(Collected data entries)
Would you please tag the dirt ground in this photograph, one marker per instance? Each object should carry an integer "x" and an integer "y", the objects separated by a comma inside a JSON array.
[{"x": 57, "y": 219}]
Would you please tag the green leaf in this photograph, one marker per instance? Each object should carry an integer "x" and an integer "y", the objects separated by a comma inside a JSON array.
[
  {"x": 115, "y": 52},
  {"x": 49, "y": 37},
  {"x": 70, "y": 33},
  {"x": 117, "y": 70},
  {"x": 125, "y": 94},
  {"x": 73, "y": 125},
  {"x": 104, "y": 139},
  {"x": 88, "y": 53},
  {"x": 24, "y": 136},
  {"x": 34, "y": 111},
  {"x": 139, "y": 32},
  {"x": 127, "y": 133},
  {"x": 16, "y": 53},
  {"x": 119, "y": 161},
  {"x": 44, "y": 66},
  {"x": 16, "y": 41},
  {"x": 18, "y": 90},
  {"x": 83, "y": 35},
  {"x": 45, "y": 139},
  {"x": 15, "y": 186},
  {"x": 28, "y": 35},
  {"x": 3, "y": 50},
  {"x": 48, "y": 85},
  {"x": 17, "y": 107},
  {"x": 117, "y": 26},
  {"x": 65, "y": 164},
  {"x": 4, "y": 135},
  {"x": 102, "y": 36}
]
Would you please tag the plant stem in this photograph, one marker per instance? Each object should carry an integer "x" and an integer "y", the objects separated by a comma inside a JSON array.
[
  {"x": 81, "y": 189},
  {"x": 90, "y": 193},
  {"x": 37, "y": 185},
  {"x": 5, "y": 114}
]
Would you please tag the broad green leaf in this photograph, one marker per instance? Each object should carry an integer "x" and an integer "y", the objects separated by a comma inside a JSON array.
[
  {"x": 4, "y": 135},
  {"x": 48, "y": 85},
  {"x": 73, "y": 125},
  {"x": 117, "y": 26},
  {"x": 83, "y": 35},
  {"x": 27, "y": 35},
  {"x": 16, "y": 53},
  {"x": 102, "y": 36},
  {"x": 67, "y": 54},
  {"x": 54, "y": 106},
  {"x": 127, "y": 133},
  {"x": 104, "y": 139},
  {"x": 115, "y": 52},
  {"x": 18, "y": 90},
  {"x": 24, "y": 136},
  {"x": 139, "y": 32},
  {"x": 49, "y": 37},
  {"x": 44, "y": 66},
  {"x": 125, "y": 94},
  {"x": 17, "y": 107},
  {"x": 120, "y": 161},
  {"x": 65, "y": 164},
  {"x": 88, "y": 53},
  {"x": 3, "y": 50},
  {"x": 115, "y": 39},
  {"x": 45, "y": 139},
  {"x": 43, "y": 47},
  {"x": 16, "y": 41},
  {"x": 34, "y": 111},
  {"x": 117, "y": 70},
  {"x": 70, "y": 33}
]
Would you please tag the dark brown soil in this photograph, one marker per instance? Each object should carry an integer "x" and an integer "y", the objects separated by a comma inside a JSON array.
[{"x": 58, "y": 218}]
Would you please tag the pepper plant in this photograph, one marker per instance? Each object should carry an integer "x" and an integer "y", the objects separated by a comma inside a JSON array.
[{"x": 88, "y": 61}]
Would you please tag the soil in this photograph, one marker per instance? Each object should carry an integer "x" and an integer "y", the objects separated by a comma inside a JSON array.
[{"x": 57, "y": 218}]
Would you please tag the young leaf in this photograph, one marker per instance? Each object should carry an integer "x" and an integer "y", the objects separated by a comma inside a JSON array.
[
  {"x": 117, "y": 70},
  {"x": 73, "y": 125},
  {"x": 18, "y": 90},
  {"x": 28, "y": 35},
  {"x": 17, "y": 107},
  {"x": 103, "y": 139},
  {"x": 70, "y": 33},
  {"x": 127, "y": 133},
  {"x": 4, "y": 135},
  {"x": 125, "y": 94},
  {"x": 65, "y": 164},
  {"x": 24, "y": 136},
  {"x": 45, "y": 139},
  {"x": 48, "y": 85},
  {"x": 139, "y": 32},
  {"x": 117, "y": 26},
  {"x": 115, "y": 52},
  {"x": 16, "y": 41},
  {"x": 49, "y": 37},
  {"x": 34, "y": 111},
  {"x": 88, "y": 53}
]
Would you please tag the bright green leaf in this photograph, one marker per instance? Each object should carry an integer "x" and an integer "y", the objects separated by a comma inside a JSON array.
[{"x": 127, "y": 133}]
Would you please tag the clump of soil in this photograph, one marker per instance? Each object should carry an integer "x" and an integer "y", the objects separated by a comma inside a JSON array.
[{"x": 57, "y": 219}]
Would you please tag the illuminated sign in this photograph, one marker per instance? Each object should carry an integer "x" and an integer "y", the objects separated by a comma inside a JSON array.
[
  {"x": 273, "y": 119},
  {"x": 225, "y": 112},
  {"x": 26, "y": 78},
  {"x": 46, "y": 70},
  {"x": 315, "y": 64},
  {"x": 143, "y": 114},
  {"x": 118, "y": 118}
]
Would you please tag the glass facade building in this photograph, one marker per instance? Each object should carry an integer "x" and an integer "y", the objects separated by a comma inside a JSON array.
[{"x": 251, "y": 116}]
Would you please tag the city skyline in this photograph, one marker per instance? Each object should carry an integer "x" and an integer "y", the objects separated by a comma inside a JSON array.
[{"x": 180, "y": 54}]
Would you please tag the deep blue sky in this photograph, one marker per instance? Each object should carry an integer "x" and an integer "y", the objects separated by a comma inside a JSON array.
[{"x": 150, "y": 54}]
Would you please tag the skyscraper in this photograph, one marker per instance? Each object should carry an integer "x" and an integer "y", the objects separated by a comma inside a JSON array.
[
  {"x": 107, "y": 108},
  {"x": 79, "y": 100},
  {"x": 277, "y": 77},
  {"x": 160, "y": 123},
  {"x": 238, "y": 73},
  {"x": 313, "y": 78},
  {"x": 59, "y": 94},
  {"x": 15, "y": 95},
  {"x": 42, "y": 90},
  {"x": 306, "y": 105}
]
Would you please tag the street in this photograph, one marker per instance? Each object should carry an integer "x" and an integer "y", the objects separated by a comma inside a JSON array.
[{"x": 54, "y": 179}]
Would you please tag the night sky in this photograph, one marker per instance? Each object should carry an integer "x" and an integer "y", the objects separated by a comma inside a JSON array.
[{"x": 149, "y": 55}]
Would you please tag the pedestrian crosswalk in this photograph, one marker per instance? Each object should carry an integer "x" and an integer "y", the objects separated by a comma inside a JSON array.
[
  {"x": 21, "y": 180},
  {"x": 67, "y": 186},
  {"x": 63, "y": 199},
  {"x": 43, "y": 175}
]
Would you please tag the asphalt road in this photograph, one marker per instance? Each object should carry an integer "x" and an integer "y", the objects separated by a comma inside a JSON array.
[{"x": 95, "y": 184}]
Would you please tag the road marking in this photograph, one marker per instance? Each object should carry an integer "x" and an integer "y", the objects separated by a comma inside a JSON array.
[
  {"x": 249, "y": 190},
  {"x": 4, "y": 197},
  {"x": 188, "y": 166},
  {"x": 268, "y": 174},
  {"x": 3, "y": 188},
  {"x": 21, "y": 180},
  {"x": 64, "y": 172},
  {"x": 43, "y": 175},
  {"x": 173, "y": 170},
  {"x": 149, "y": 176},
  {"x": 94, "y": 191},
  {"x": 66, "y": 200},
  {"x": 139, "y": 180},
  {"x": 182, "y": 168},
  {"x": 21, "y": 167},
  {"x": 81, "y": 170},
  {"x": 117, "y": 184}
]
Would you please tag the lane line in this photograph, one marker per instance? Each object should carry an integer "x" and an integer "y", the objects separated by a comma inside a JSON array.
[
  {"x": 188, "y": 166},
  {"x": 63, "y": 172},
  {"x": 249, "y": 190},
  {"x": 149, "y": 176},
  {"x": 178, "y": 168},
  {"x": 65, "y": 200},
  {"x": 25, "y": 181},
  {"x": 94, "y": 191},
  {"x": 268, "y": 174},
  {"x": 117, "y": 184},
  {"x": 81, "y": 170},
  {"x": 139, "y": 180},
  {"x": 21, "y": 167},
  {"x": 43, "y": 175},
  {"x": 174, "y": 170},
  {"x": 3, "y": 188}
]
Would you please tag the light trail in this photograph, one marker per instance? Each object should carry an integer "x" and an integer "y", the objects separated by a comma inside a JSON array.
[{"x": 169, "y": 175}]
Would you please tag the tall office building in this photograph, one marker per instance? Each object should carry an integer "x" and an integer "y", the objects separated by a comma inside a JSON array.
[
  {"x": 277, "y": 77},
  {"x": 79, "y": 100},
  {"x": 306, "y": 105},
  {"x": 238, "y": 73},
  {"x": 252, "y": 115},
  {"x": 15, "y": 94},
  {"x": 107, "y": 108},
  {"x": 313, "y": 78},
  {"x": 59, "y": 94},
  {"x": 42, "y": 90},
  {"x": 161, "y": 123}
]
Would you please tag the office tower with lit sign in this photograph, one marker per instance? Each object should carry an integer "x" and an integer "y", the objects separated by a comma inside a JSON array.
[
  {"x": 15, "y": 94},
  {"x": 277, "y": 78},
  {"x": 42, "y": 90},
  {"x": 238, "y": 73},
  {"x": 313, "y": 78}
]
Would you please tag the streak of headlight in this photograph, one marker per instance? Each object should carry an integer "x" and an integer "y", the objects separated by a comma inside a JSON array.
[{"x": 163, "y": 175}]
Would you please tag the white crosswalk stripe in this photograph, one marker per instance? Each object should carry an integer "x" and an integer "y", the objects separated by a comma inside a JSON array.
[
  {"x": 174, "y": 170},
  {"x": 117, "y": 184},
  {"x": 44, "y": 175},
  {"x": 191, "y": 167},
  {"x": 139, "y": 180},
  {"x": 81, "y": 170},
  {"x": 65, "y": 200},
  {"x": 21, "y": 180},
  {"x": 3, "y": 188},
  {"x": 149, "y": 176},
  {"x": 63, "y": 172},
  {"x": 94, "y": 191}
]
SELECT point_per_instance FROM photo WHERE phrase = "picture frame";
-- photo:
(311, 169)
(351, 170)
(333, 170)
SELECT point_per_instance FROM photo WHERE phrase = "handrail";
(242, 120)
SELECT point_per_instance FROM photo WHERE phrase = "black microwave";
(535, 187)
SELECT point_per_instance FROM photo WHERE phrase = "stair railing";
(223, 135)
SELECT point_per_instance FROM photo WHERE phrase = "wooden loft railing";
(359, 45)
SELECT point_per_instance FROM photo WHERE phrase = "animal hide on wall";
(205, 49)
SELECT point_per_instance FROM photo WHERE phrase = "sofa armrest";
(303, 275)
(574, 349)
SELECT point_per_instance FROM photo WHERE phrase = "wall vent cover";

Directions for this task —
Return every line of the material that contains the string "wall".

Finished exercise —
SELECT point_per_instance FROM photo WHERE phrase = "animal hide on wall";
SELECT point_per_instance FROM photo WHERE phrase = "wall vent cover";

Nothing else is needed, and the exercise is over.